--- Start Provided passage ---

Present: Arlene Allen, Art Battson, Eric Brody, Glenn Davis, Ken Dean,
Bill Doering, Paolo Gardinali, George Gregg, Chuck Haines, Phil Handley,
Shea Lovan, Tom Marazita, Elise Meyer, Bruce Miller, Alan Moses, Joan Murdoch,
Larry Murdock, Stan Nicholson, Glenn Schiferl, Kevin Schmidt, Deborah Scott,
Vince Sefcik, Jamie Sonsini, Bob Sugar, Paul Valenzuela, John Vasi
Highlights of the Report
from the Wireless Scouting Party (doc) were discussed. The report divides
the wireless space into low speed devices and services such as cell phones,
modems and CDPD and higher speed services such as those supporting 802.11.
CDPD was seen as having a short life leading to displacement by cell
phones. Beyond watching the market for useful devices there isn't
much else to do in the low speed category. Higher speed services
present more issues for campus discussion. The physical proximity
of buildings in which wireless service might be useful (Psychology and
Housing) suggests a need for campus wide coordination.
Engineering has also received a grant to implement a wireless test bed.
Five access points with up to 120 laptops and access cards will be provided.
Research applications suggest spin off to instruction at some point.
Security of access will be an issue; policies on access to campus network
would still apply, even though connections are wireless. Caltrans
also has a project in this area. This project
includes the possibility of locating video cameras at the parking kiosks,
which would require coordination with campus groups. Who looks at
pictures for what purposes could be controversial. It was noted that,
"People have strong opinions on unusual things."
At the minimum, we need a clearinghouse to resolve instances in which
radio frequencies overlap and services fail. Also, considering who
is to have access ahead of implementation might avert possibilities of
mischief. Advice on best practices would also be useful. Thus,
it was recommended that we assign responsibility to some specific group
to review standards and to publish guidelines and technical updates.

--- End Provided passage ---

- _Problem 1_: Replace "clearinghouse" with "coordinating office" as you repeat the part of the wireless meeting notes that opens with the words containing "Security of access" and closes with "and technical updates.".
- _Problem 2_: Convert the records, from the line containing "towel shown above." through the end of the records, into a JSON list of strings with one string per line, leaving out blank lines.

--- Start Rows ---

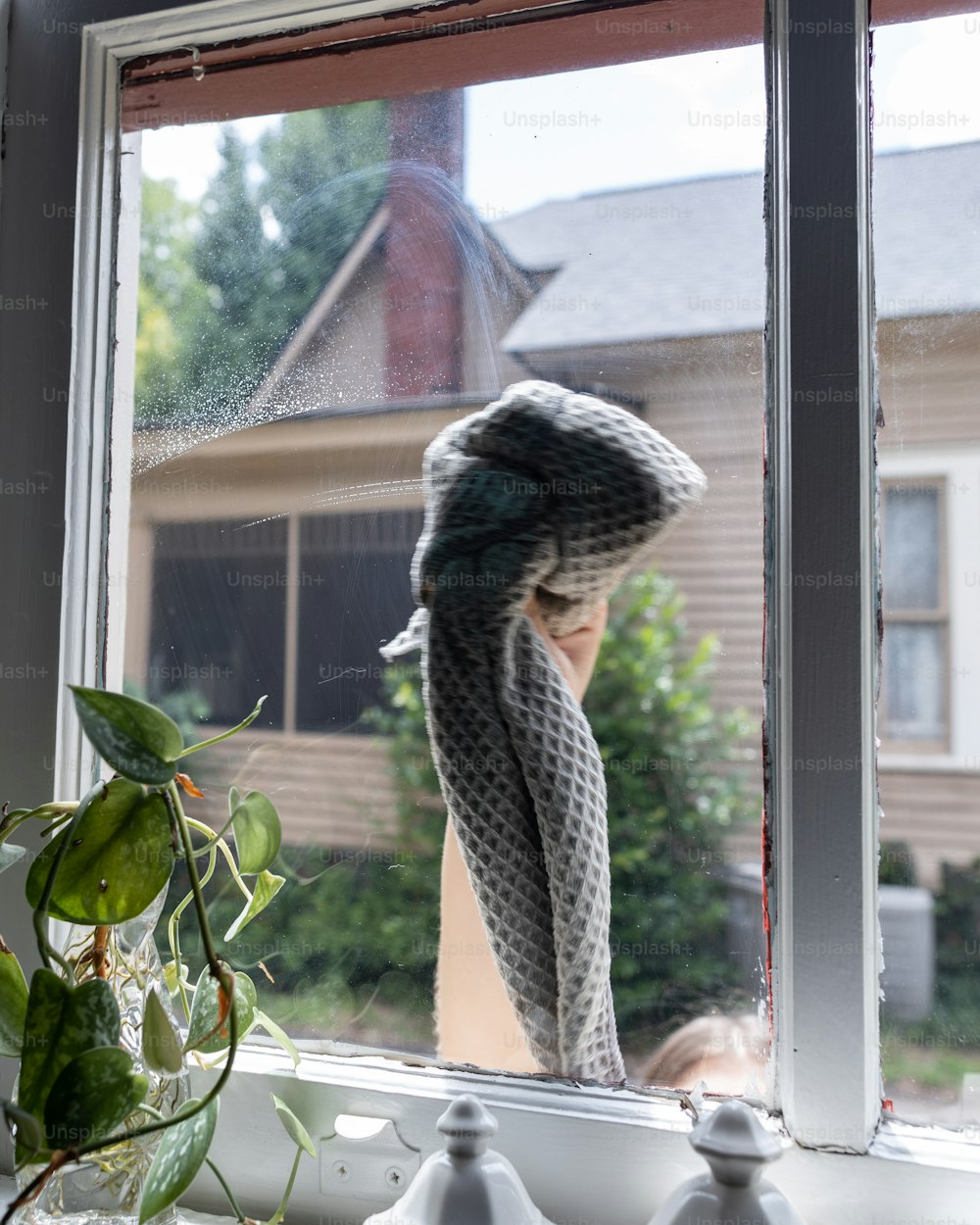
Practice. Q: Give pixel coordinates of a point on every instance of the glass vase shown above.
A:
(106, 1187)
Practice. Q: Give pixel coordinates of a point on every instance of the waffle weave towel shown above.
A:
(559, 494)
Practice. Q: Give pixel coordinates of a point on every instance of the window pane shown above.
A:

--- End Rows ---

- _Expected answer 1_:
Security of access will be an issue; policies on access to campus network
would still apply, even though connections are wireless. Caltrans
also has a project in this area. This project
includes the possibility of locating video cameras at the parking kiosks,
which would require coordination with campus groups. Who looks at
pictures for what purposes could be controversial. It was noted that,
"People have strong opinions on unusual things."
At the minimum, we need a coordinating office to resolve instances in which
radio frequencies overlap and services fail. Also, considering who
is to have access ahead of implementation might avert possibilities of
mischief. Advice on best practices would also be useful. Thus,
it was recommended that we assign responsibility to some specific group
to review standards and to publish guidelines and technical updates.

- _Expected answer 2_:
[
  "Practice. Q: Give pixel coordinates of a point on every instance of the waffle weave towel shown above.",
  "A:",
  "(559, 494)",
  "Practice. Q: Give pixel coordinates of a point on every instance of the window pane shown above.",
  "A:"
]